▶ **Goal**
Please restate the following records word for word.

# Dataset start

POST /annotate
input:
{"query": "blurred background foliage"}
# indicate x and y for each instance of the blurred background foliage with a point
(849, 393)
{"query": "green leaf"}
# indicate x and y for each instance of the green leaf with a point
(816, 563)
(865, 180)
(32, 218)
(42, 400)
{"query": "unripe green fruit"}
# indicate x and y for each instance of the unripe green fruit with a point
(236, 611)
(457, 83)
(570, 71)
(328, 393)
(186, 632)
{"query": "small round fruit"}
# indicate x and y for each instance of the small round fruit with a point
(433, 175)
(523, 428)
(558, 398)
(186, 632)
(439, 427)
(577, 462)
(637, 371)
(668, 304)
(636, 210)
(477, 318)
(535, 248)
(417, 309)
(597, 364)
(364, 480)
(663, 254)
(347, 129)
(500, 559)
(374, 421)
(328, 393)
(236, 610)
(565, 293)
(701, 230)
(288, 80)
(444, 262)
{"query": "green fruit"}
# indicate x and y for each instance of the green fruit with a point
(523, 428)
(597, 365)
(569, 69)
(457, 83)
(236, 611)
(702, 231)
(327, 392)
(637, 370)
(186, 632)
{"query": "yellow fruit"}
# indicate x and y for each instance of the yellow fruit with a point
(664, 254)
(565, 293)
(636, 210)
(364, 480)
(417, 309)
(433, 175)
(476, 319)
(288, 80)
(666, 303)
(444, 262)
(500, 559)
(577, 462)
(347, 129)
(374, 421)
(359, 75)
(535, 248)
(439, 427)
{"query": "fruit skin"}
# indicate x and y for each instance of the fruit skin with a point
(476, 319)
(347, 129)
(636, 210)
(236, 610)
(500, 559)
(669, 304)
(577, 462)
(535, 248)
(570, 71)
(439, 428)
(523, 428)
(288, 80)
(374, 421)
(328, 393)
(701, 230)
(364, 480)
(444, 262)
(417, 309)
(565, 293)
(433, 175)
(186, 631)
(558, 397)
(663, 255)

# Dataset end

▶ **Task result**
POST /annotate
input:
{"query": "blurred background foliage"}
# indicate x and y for each instance of the blurred background foliage with a point
(849, 393)
{"query": "green leaf"}
# indicate x and y for each instance of the green leaf with a point
(816, 563)
(865, 180)
(32, 218)
(42, 400)
{"query": "unripe green fruit"}
# indicate x and y for each instance of the unripe green fruit with a point
(236, 611)
(457, 83)
(570, 71)
(328, 393)
(186, 632)
{"query": "small round fruit"}
# indicate x and y for each instance of the small round fruit with a point
(433, 175)
(523, 428)
(558, 398)
(186, 632)
(439, 427)
(577, 462)
(637, 371)
(668, 304)
(636, 210)
(477, 318)
(535, 248)
(417, 309)
(597, 364)
(364, 480)
(663, 254)
(347, 129)
(500, 559)
(374, 421)
(328, 393)
(236, 610)
(565, 293)
(701, 230)
(288, 80)
(444, 262)
{"query": "green fruit"}
# indicate x and y for each instance of the green fruit with a point
(523, 428)
(597, 365)
(569, 69)
(457, 83)
(236, 611)
(702, 231)
(327, 392)
(637, 370)
(186, 632)
{"query": "yellow fruit"}
# indicate x and y for each instance of the yellow fruit with a point
(664, 254)
(565, 293)
(636, 210)
(364, 480)
(417, 309)
(433, 175)
(476, 319)
(288, 80)
(666, 303)
(444, 262)
(500, 559)
(577, 462)
(347, 129)
(374, 421)
(359, 75)
(535, 248)
(439, 427)
{"query": "fruit skin"}
# indicate x and y for each instance of the fruit skin with a point
(476, 319)
(347, 129)
(636, 210)
(236, 610)
(500, 559)
(669, 304)
(577, 462)
(535, 248)
(570, 71)
(439, 428)
(523, 428)
(288, 80)
(374, 421)
(328, 393)
(701, 230)
(364, 480)
(444, 262)
(417, 309)
(565, 293)
(433, 175)
(186, 631)
(558, 397)
(663, 255)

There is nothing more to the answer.